Reb Beach – Well, we have all been in bands where the singer is having a bad night. Were the singer has a cough or has a cold. It is not desirable when the guy everyone is there to see is having an off night. We have not had to do that with David because he really has his act together. Yes, of course you get off on it way more when the vocals are slamming, but we also have the best vocals that we have ever had in my opinion in the band by far.

I told David to hire Michele Luppi, who is an Italian singer, and he has got a bunch of albums out. He is well known there in Italy. He sent in a video that was super impressive. What really sold it for me is the guy sang in a Whitesnake cover band for years, so the guy knows every song already. He sounds just like David, so it is just like having two David’s up there. – Well that is great, the tour will pick up in October in Japan. That is all positive. Besides the aforementioned Whitesnake and Winger, you have recorded with the likes of Dokken. Your musical collaborations are pretty extensive. You have even collaborated with Chaka Khan and Howard Jones in the past. With such a broad range of musical styles shared between these artists, what are some of the most important things you have learned about studio work through the years?

Reb Beach – Well, it started for me at Berkeley College of music. Where I never went to class, I did not learn how to read music, I blew of everything. What I did do was I hung around and I would eat a lot (laughs). I would hang around in the cafeteria, and in the cafeteria there was a musician in there. We got to talking and I got to know other musicians. They had these jam rooms, so every night we would get some guys together, and sit around at dinner asking each other what they played. I would learn from guys that knew how to play in a different style, all different kinds of styles, and whatever they were into they would show me. Every night we would jam to different kinds of music, like Jazz, or Rock, or Reggae.

That really helped me when I sort of became their go-to guy at Atlantic Studios. The reason that they used me as their go-to guy, I was really hungry, stupid, and cheap. I came in to do a session for Fiona when I was a singer-waiter in New York City. I heard about an audition for Fiona, so I went to the audition and I got it. Beau Hill was the Producer and he said, “How does $500 sound,” and I said, “Great!” After that, he told other Producers that there was this good looking, nice kid, played his ass off and does it for only $500, so I started just getting all the gigs. That did not last too long, I joined the union and ended up getting paid what everybody else got paid. That is how I got my first foot in the door though. That is how I learned the different styles, but generally they just used me for Rock stuff. – It is wonderful that you had the opportunity to be part of all those different projects in some shape or form. It is very diverse. It is a great thing to have.

§ **Supplied information**

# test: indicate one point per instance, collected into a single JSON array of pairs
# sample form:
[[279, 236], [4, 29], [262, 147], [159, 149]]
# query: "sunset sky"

§ **Required work**
[a] Reproduce the passage of the Reb Beach interview from "Reb Beach – Well, we" to "band by far.".
[b] In the Reb Beach interview, what amount did producer Beau Hill propose paying him for the Fiona session?

§ **Answers for the exercise**
[a]
Reb Beach – Well, we have all been in bands where the singer is having a bad night. Were the singer has a cough or has a cold. It is not desirable when the guy everyone is there to see is having an off night. We have not had to do that with David because he really has his act together. Yes, of course you get off on it way more when the vocals are slamming, but we also have the best vocals that we have ever had in my opinion in the band by far.

[b] Beau Hill proposed $500.